TAREFA SOLICITADA: Prossiga com o texto sobre a carta De modo studendi, de Tomás de Aquino, a partir do ponto em que ele se encerra.

:: TEXTO FORNECIDO ::

Estudo IntrodutórioJean Lauand
(Estudo introdutório e tradução)(Orig. publ.: "Cadernos de História e Filosofia
da Educação" EDF-FEUSP, vol. II, No.3, 1994)1. O De modo studendi de Tomás.
O De modo studendi é uma carta de autoria de Tomás de Aquino [1] , aconselhando sobre o modo de estudar. Tomás dava muita importância à correspondência. Victor White observa que não é raro que Tomás deixe de lado seu trabalho em obras maiores para elaborar respostas a cartas, especialmente de seus irmãos dominicanos [2] .
O destinatário da carta De modo studendi, um tal "irmão João", é um dominicano jovem [3] , iniciando seus estudos, e afoito por mergulhar no "oceano da sabedoria", resolveu escrever ao mestre consumado, perguntando sobre atalhos.
Tomás, que - no Comentário à Ética de Aristóteles - afirma ser o tempo o grande colaborador (bonus cooperator), começa por responder ao impaciente Frei João que não há atalhos, mas caminhos: pelos riachos é que se chega ao mar e o "difícil deve ser atingido a partir do fácil" (DMS, intr.).
Já no início da carta, Tomás, referindo-se à tarefa de obter o conhecimento, emprega sugestivamente o gerúndio - acquirendo, adquirindo - como que a indicar que a formação intelectual é mais um contínuo processo do que pacífica posse decorrente de uma ação que se perfaz de uma vez. Significativo, nesse sentido, é o uso do verbo incedere, caminhar, marchar. Com efeito, já na primeira questão da Summa, referindo-se à busca pela razão humana da verdade mais elevada, Tomás diz que "só poucos, depois de muito tempo e com mistura de muitos erros, podem chegar". O tempo ébonus cooperator, o grande aliado de quem almeja o "tesouro do conhecimento" (DMS, intr.).
O De modo studendi é um espelho em que se reflete uma concepção de educação totalmente diferente da que prevalece em nosso tempo. Se um grande educador de hoje fosse consultado sobre "o modo de estudar" ou sobre como "adquirir conhecimentos", certamente sua reposta dirigir-se-ia a questões técnicas, programático-curriculares, motivacionais...: o conhecimento é, para nós, compartimentado, separado da existência. Já Tomás, que pensa no saber como algo integrado à existência, ante as mesmas perguntas, aconselha "sobre como deve ser tua vida" (DMS, intr.).

:::
:: REGISTROS DE DADOS ::

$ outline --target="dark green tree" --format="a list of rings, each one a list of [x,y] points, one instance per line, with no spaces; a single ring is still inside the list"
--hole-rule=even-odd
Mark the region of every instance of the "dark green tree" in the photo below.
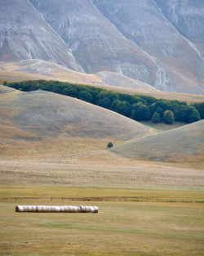
[[[164,112],[163,122],[168,124],[172,124],[175,121],[174,113],[171,110]]]
[[[111,147],[113,147],[113,144],[111,142],[111,141],[109,141],[108,144],[107,144],[107,147],[108,148],[111,148]]]
[[[142,102],[134,104],[132,106],[132,111],[131,118],[136,121],[145,121],[150,119],[150,110],[148,106]]]
[[[188,110],[188,123],[193,123],[201,119],[200,114],[193,106],[189,106]]]
[[[81,90],[78,92],[78,98],[80,100],[82,100],[82,101],[85,101],[87,102],[91,102],[91,103],[92,101],[92,95],[85,90]]]
[[[192,106],[199,112],[201,119],[204,119],[204,102],[194,103]]]
[[[153,123],[160,123],[162,121],[161,115],[157,112],[154,112],[151,120]]]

:::

RESULTADO DO EXERCÍCIO:
Se o objetivo da escola, hoje, é formar o bom profissional, ou, quando muito, "educar para a cidadania" ou formar para uma análise crítica do mundo; os conselhos de Tomás, no século XIII, incidem sobre a própria estrutura nuclear íntima do ser humano.
2. A educação para a sabedoria.
Assim, já na primeira questão da Suma Teológica, ao procurar caracterizar o que é a sabedoria, Tomás explica que a sabedoria não deve ser entendida somente como conhecimento que advém do frio estudo, mas como um saber que se experimenta e saboreia. Tomás, sempre muito atento aos fenômenos da linguagem, à fala do povo, como fonte de profundas descobertas filosóficas, encanta-se com o fato - para ele experiência pessoal vivida - de que em sua língua latina sapere signifique tanto "saber" como "saborear". Esta coincidência de significados na linguagem do povo - Tomás bem o "sabe" - não é casual: se há quem saiba porque estudou, verdadeiramente sábio, porém, é aquele que sabe porque saboreou...
Se a sabedoria não pressupõe só uma dimensão intelectual, mas está integrada ao todo da existência, não é de estranhar, que, dentre os conselhos dados por Tomás sobre o modo de estudar, encontremos a exortação ao silêncio, à vida de oração, à amabilidade, à humildade, à pureza de consciência, à santidade...
Nesse sentido, deve-se observar também que o alcance semântico da própria palavra studium em latim é muito mais abrangente do que a nossaestudo. Studium significa amor, afeição, devotamento, a atitude de quem se aplica a algo porque ama e, não por acaso, esse vocábulo acabou especializando-se em dedicação aos estudos. Assim, o próprio título do opúsculo de Tomás Sobre o modo de estudar, sugere algo assim como: Sobre o modo de aplicar-se amorosamente...
E, na verdade, o que Tomás propõe é nada menos do que uma dedicação integral, uma consagração à vida intelectual. Um estilo de vida muito exigente, que supõe uma ascese de relacionamento do homem com Deus (cfr. p. ex. DMS, 3), com os outros (cfr. p. ex. DMS, 5) e consigo mesmo (cfr. p. ex. DMS, 12).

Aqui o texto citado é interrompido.